(Records excerpted from a collection)
——
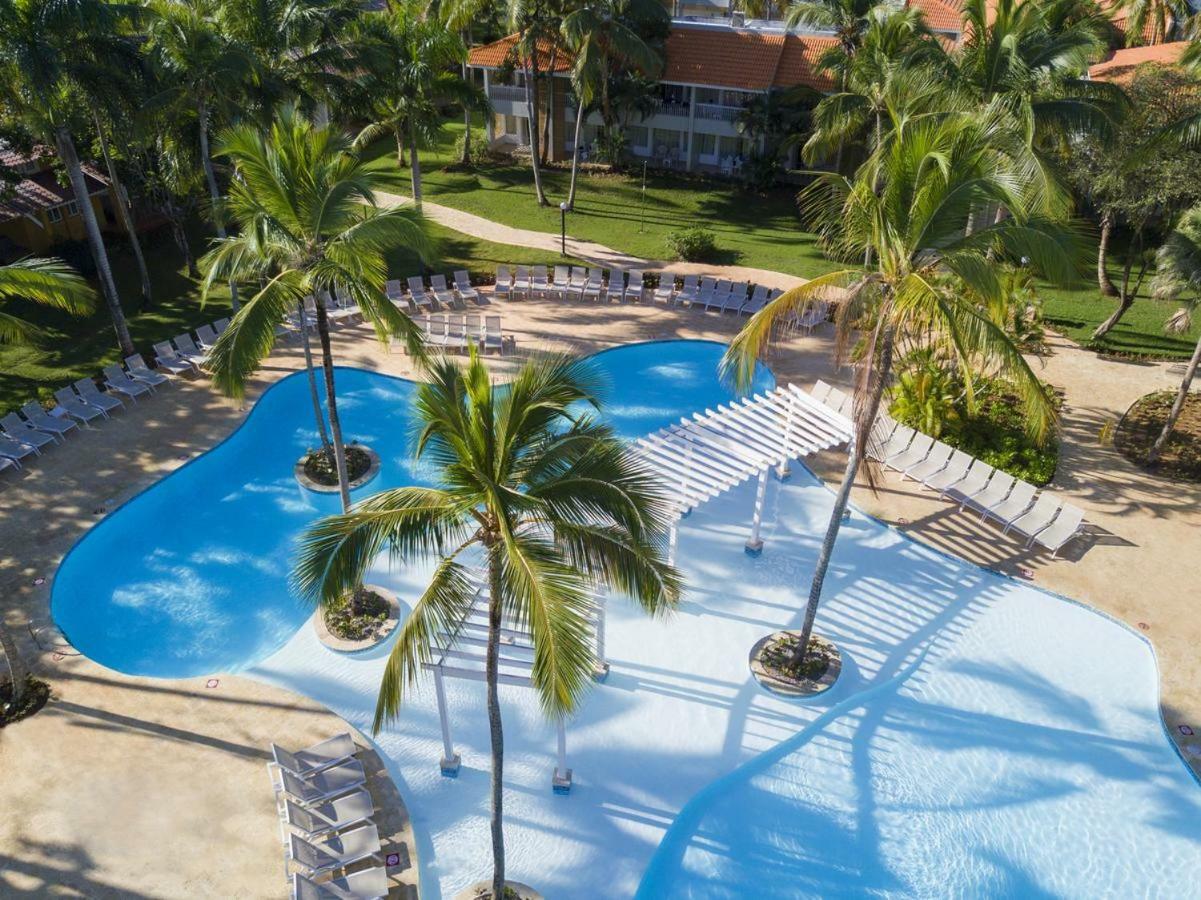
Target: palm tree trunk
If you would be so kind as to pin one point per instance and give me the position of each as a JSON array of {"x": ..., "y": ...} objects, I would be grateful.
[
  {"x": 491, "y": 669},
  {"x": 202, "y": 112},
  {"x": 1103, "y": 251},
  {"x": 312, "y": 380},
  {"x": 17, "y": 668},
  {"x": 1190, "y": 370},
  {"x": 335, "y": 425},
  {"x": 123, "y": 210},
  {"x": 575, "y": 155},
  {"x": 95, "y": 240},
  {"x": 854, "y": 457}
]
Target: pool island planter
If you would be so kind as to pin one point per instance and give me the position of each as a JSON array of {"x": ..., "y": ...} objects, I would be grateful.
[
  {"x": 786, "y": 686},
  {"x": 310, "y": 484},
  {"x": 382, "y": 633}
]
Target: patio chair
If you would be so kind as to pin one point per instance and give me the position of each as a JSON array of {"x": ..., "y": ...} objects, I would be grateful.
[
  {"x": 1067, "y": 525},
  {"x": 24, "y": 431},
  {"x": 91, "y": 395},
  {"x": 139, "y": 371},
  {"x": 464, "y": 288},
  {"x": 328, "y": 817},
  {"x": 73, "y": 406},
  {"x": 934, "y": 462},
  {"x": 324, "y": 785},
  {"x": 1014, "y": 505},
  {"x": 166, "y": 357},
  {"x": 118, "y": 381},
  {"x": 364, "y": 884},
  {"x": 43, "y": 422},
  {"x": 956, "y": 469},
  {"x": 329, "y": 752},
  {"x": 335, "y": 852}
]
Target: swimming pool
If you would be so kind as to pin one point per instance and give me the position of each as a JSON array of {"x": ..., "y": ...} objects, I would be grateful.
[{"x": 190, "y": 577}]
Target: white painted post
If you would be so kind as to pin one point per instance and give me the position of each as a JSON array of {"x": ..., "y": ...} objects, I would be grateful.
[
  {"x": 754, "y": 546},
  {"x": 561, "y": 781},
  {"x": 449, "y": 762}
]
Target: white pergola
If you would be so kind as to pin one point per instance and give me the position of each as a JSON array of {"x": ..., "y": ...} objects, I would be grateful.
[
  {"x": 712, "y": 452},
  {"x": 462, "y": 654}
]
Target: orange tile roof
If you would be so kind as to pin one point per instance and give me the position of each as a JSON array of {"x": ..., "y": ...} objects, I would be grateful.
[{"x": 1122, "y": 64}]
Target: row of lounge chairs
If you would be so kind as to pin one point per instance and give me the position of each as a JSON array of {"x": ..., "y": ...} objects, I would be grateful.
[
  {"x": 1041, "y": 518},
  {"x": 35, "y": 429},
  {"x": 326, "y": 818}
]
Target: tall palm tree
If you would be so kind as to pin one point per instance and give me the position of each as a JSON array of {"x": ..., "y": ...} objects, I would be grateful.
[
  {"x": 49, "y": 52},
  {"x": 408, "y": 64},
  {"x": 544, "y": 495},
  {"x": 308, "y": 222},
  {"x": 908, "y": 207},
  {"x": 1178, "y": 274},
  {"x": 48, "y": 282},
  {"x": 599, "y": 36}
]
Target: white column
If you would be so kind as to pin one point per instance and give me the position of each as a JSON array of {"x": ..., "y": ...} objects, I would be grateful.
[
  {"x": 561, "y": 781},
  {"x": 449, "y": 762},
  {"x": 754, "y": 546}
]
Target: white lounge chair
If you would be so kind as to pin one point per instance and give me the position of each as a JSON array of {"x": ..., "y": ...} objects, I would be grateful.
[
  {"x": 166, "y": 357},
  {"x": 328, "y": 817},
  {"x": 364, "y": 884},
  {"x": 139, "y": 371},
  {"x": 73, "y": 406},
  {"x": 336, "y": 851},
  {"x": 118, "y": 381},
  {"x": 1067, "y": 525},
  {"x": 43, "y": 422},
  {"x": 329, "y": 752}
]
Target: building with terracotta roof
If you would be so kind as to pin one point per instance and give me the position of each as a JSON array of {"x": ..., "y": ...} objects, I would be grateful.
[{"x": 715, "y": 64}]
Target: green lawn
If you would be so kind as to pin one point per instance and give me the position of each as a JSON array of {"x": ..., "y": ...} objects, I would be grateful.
——
• **ABOUT THIS TASK**:
Any pictures should be dropped; transcribe the rest of the records above exactly.

• **SOLUTION TO THIS EXERCISE**:
Target: palm tree trunk
If you would be so kind as to pin one point per instance and give me the position of each as a JSON array of {"x": ..., "y": ...} objects, I would be grateful.
[
  {"x": 491, "y": 669},
  {"x": 202, "y": 112},
  {"x": 1103, "y": 251},
  {"x": 312, "y": 380},
  {"x": 17, "y": 668},
  {"x": 1190, "y": 370},
  {"x": 335, "y": 425},
  {"x": 123, "y": 210},
  {"x": 575, "y": 155},
  {"x": 95, "y": 240},
  {"x": 854, "y": 457}
]
Target: pool island planter
If you would be so kind as to pin one point per instance and give me the position of each as a JSON array of {"x": ..., "y": ...} objects, I would be grateful.
[
  {"x": 786, "y": 686},
  {"x": 310, "y": 484},
  {"x": 382, "y": 633}
]
Target: patio chair
If you would be so kind as to pin one point per instance and give me the position of each as a JSON array of {"x": ..., "y": ...} objects, I would be grateful.
[
  {"x": 1067, "y": 525},
  {"x": 24, "y": 431},
  {"x": 91, "y": 395},
  {"x": 139, "y": 371},
  {"x": 464, "y": 288},
  {"x": 328, "y": 817},
  {"x": 73, "y": 406},
  {"x": 934, "y": 462},
  {"x": 324, "y": 785},
  {"x": 1014, "y": 505},
  {"x": 166, "y": 357},
  {"x": 118, "y": 381},
  {"x": 364, "y": 884},
  {"x": 43, "y": 422},
  {"x": 956, "y": 469},
  {"x": 329, "y": 752},
  {"x": 335, "y": 852}
]
Target: swimming pool
If you would be so kind as to pin one point per instance and give me the position of each as a JSON array of {"x": ..., "y": ...} objects, I would be grateful.
[{"x": 190, "y": 577}]
Target: white painted post
If you would be so kind as to pin one point per instance and give me the position of each as a JSON array of {"x": ..., "y": ...} objects, I would be grateful.
[
  {"x": 754, "y": 546},
  {"x": 561, "y": 781},
  {"x": 449, "y": 762}
]
Target: white pergola
If you would be so kind as to pin one point per instance and give me the position of each as a JSON array of {"x": ..., "y": ...} objects, I would be grateful.
[
  {"x": 712, "y": 452},
  {"x": 462, "y": 654}
]
Target: orange tile roof
If you would be so kind as to pin one point per instance and give me the position of each as a JSON array of {"x": ..., "y": ...} objects, I would be grateful.
[{"x": 1122, "y": 64}]
Target: row of lounge chairs
If you would be so kind as to pin one point per instance and give me the position of each as a JSON array of {"x": ..., "y": ...} objects, I would be grateful.
[
  {"x": 1041, "y": 518},
  {"x": 35, "y": 429},
  {"x": 326, "y": 818}
]
Target: tall palm tree
If you would be so kind as to pin one point per instance and give me the position of each as a JSON array of {"x": ..., "y": ...} objects, I would be grateful.
[
  {"x": 49, "y": 52},
  {"x": 408, "y": 64},
  {"x": 544, "y": 495},
  {"x": 308, "y": 222},
  {"x": 908, "y": 207},
  {"x": 1178, "y": 274},
  {"x": 48, "y": 282},
  {"x": 599, "y": 36}
]
Target: white column
If you would be so kind as to pin one point per instance and give me the position of each as a JSON array of {"x": ..., "y": ...} objects, I would be grateful.
[
  {"x": 561, "y": 781},
  {"x": 449, "y": 762},
  {"x": 754, "y": 546}
]
Target: white lounge chair
If you would be so kind as to pin one point per instance and give me the position of each as a JSON array of {"x": ..., "y": ...} objects, I would be grateful.
[
  {"x": 166, "y": 357},
  {"x": 328, "y": 817},
  {"x": 364, "y": 884},
  {"x": 139, "y": 371},
  {"x": 73, "y": 406},
  {"x": 336, "y": 851},
  {"x": 118, "y": 381},
  {"x": 1067, "y": 525},
  {"x": 43, "y": 422},
  {"x": 329, "y": 752}
]
Target: building with terracotta roof
If you would be so kind as to pin one point per instance and give me the position of each as a JSON array of {"x": ..., "y": ...} objects, I would be grateful.
[{"x": 715, "y": 64}]
Target: green lawn
If you would be so kind as to pin one point per instance and give me the position of each as a JSON array of {"x": ..., "y": ...} objects, I would be grateful.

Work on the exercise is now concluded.